--- EXCERPT Enclosed Below ---

Anita Lawhorn is a bad mother and very likely a very nasty piece of work. But she's feral because she's been allowed to become feral and to continue to be feral. And at the individual level, there's very little we can do about any of it. Agencies will encourage people to become foster parents, and many well meaning and very ill-prepared people will sign up to try and put the pieces of the puzzles of the Anita Lawhorns out there back together - and then the state will give those kids right back to their abusers. And innocent people, black and white and every other race, will get mugged, robbed, stabbed, shot, raped, and murdered because children who live in hell grow up to have, to be demons.

And that is not even remotely surprising, just horrible and terribly sad.

Thursday, August 21, 2014

Piece of Advice #113: Stock up

One of the things that I was grateful I had done when we found out my husband was being laid off was to have fully stocked my pantry. Between that and the freezer we could have eaten for a couple of months, at least, although thankfully it didn't come to that. It was still a huge load off my mind when I was calculating expenses that we would have enough food to eat, no matter how long unemployment took to kick in. And it took a long time. I don't know how families without any savings do it.

Yesterday I also restocked my freezer with meat and fish from the coop, enough to make it through at least several months. I've purchased a half a pig as well from my local farmer who puts them out in his fields to fatten them up for fall. I'm splitting it with a friend since we both have smaller families. Last December we got a quarter hog's worth of meat, and it filled my freezer up. Meat is so expensive right now that buying it in bulk, even free range as I prefer, often costs less than what's in the grocery store. You do have to be organized in how you use it, though, because more than six months in the freezer is bad for most meats.

Many staples last in storage indefinitely, though. Beans, rice, split peas, lentils, wheat berries (if you own a grinder) all can last for years without spoilage. My pantry also has sugar, honey, and agave nectar, condiments, spaghetti and other noodles, canned fruits and vegetables, an embarrassing amount of tea leaves, as well as oils and spices and medicinal herbs. I have perhaps 40 gallons of water in storage as well. I put 3 drops of bleach in each container to keep it from molding. I've never had to use much of it, but the bleach will quickly evaporate once uncapped and then it will be safe to drink.

Other things I keep about in case of emergency: batteries, flashlights, extra blankets, a battery operated shortwave radio, a crank radio/lantern, camping gear, and a complete medical kit (with surgical tools and a number of spare bandages). I also have ibuprofen, Tylenol, and aspirin, elderberry elixir, as well as an additional stock of any medicines we regularly use.

The medical supplies could easily come in handy during an extended electrical blackout, blizzard situation, or epidemic. This has been on my mind be cause of the uncontrolled Ebola outbreak in West Africa. While I don't believe the disease would spread nearly as fast in a first world country with a complete infrastructure and advanced medical care available, I do think we will see cases in the U.S. before long, given the entirely insufficient attempts to limit travel to and from West Africa or quarantine asymptomatic people who have recently been there.

Fortunately Ebola is not an airborne disease, but influenzas are and all we'd need to bring the world basically to an at least temporary stop is one virulent and highly infections avian or swine flu. No matter how prepared cities and hospitals feel they are for an epidemic, the fact remains that as a society we don't know how to deal with mass illness or large amounts of infectious medical waste. Even professional cleaners used to disinfecting don't know enough about the sterilization required in such an emergency, and although medical supplies are generally not in shortage, that could change rapidly if there is enough sudden demand.

--- End of Enclosed EXCERPT ---
--- EXTRACTED MATERIAL Enclosed Below ---

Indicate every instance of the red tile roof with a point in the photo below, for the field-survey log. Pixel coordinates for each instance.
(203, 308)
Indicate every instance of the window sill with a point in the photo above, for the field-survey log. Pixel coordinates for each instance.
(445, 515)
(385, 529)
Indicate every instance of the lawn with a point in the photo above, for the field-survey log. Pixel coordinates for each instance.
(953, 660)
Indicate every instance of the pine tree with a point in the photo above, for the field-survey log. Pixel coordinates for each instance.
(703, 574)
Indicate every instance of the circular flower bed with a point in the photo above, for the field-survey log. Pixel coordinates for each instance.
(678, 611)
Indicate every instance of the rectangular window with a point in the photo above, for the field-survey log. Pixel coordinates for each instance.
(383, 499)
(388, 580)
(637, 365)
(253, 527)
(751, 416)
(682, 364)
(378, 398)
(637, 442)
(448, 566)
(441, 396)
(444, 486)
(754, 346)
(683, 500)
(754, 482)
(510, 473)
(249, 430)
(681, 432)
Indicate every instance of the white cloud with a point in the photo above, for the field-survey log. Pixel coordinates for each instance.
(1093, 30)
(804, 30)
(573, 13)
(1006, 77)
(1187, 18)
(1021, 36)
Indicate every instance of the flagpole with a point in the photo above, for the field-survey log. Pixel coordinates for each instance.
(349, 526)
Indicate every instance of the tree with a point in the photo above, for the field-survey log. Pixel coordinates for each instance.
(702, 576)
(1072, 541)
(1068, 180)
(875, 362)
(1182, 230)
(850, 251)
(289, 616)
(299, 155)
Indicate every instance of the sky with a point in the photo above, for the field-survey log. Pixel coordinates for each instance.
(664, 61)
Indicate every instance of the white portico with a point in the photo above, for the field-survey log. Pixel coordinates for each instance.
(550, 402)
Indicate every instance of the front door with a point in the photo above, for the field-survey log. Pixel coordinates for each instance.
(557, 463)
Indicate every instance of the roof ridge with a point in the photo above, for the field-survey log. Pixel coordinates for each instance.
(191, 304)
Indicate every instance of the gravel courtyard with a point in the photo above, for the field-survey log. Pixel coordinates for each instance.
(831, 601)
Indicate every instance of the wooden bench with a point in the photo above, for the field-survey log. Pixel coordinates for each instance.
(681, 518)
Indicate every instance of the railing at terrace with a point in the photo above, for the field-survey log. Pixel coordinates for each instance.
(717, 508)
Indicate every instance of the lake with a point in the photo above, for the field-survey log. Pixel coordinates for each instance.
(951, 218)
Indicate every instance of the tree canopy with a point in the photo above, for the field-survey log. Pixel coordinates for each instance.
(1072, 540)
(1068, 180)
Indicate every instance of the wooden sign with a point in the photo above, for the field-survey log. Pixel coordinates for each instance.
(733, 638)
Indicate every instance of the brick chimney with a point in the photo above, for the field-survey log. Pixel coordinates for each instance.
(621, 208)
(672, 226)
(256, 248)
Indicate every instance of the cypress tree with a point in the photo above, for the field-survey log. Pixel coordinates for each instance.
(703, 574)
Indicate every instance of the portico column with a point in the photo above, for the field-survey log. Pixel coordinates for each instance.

--- End of Enclosed EXTRACTED MATERIAL ---

WHAT THIS EXERCISE ASKS
A) Reproduce the passage of the blog excerpt that opens with the words "Anita Lawhorn is" and closes with "and terribly sad.", copying it word for word.
B) Answer these questions from the blog excerpt.
(i) About how many gallons of water does the writer have in storage?
(ii) How many drops of bleach go into each water container?
(iii) How much hog meat did the writer get last December?
C) Write what comes next in the blog excerpt, starting right after its last sentence.
The items have no connection to the blog excerpt.

RESULTS OF THE TASKS
A)
Anita Lawhorn is a bad mother and very likely a very nasty piece of work. But she's feral because she's been allowed to become feral and to continue to be feral. And at the individual level, there's very little we can do about any of it. Agencies will encourage people to become foster parents, and many well meaning and very ill-prepared people will sign up to try and put the pieces of the puzzles of the Anita Lawhorns out there back together - and then the state will give those kids right back to their abusers. And innocent people, black and white and every other race, will get mugged, robbed, stabbed, shot, raped, and murdered because children who live in hell grow up to have, to be demons.

And that is not even remotely surprising, just horrible and terribly sad.

B)
(i) Perhaps 40 gallons.
(ii) Three drops.
(iii) A quarter hog's worth of meat.

C)
You can't always control your circumstances, but long term planning for a number of eventualities can make challenges easier to manage when they do arise. Stock up now.

Friday, August 8, 2014

Piece of Advice #112: Pray

As the world spirals into chaos, with Russian separatists bombing airliners full of HIV researchers out of the sky, and ISIS beheading toddlers, and militant Muslims destroying millenia-old Christian communities and committing genocide, while Israel decides now is the time to show the Palestinians who's got bigger guns, Ebola rips through Africa and missionaries put self-preservation ahead of the safety of the whole North American continent, the U.S. Government deliberately floods our southern border with tens of thousands of  homeless children with a variety of contagious medical conditions, and the majority of people in post-economic-recovery America can't scrape together $400 for an emergency expense, the future seems bleaker by the hour. Add in extreme cold and extended drought, wars and rumors of wars, famine, livestock disease, oil spills, poisonous solvent exposure, groundwater contamination, and nuclear waste, and it feels downright biblical.

Of course, none of this is new. Horrors have happened before, on a grander scale, and some survived to tell of the carnage and degradation. Drought and dust storms have happened before and been addressed, albeit with tremendous environmental damage and human suffering. Christians and Jews, Russians and Chinese, as well as any number of other religious and ethnic groups have been targeted for genocide, not even that long ago.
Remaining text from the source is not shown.